YOUR OBJECTIVE: Return each line of the material below that contains the word "every".

Dataset items:
★ ★ ★ ★ ★

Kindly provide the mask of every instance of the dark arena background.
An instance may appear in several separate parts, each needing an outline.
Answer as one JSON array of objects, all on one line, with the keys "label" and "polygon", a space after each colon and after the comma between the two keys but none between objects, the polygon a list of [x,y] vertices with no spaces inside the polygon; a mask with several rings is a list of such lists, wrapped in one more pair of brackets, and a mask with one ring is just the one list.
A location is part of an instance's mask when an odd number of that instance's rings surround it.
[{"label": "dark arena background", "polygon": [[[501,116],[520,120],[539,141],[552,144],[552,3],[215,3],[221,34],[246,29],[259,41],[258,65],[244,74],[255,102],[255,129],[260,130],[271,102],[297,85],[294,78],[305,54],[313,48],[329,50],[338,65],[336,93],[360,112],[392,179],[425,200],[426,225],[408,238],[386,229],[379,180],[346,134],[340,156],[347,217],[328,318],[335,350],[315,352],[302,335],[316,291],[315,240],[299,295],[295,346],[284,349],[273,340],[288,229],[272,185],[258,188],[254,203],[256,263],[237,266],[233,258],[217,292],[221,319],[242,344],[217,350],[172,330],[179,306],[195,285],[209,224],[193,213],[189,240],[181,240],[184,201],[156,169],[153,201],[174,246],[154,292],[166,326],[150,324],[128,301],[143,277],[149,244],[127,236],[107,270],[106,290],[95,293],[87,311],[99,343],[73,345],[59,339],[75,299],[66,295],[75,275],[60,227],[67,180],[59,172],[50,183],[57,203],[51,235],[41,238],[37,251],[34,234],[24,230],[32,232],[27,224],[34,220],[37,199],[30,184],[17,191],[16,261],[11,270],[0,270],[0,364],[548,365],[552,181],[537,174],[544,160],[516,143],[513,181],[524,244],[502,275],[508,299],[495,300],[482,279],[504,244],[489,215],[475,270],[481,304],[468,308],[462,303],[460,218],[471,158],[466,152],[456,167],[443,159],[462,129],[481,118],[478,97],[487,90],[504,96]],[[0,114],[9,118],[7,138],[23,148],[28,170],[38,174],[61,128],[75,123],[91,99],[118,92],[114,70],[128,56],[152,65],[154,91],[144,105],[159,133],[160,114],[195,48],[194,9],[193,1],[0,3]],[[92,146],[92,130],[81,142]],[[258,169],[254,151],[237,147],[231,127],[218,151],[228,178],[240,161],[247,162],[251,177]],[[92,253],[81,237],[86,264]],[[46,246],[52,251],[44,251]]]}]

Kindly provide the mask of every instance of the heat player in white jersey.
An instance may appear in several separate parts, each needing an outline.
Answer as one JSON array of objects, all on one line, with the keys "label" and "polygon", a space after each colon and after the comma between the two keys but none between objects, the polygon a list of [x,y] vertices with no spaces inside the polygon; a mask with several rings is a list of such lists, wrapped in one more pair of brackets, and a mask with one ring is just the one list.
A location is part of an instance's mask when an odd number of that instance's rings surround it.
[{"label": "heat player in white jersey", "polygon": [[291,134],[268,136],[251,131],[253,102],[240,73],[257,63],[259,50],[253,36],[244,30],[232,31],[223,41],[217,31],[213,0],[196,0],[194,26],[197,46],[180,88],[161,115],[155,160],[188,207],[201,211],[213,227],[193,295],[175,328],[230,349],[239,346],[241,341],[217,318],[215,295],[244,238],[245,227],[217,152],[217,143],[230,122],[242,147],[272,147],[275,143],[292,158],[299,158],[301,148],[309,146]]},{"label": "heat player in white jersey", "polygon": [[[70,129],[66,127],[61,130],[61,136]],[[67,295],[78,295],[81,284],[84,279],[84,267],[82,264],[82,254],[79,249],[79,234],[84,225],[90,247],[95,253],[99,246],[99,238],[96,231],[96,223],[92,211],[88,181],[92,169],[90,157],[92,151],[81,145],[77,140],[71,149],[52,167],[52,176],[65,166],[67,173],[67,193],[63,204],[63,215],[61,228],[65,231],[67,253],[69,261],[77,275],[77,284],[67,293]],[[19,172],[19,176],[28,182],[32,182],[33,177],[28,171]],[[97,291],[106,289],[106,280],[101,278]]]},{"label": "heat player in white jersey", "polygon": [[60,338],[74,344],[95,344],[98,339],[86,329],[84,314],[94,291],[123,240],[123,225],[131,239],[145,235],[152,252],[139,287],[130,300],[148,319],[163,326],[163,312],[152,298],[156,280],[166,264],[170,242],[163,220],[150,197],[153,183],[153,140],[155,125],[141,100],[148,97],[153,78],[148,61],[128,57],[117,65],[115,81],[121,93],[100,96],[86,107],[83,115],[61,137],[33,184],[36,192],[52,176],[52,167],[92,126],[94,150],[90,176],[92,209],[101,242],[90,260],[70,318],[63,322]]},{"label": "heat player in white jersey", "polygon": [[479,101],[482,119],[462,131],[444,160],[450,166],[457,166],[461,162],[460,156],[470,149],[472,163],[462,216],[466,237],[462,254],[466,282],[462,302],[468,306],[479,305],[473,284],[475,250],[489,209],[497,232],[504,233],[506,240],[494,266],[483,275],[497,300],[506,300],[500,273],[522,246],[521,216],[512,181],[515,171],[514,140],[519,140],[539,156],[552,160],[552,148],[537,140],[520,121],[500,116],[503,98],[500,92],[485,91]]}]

★ ★ ★ ★ ★

REPLY:
Kindly provide the mask of every instance of the dark arena background.
Kindly provide the mask of every instance of the heat player in white jersey.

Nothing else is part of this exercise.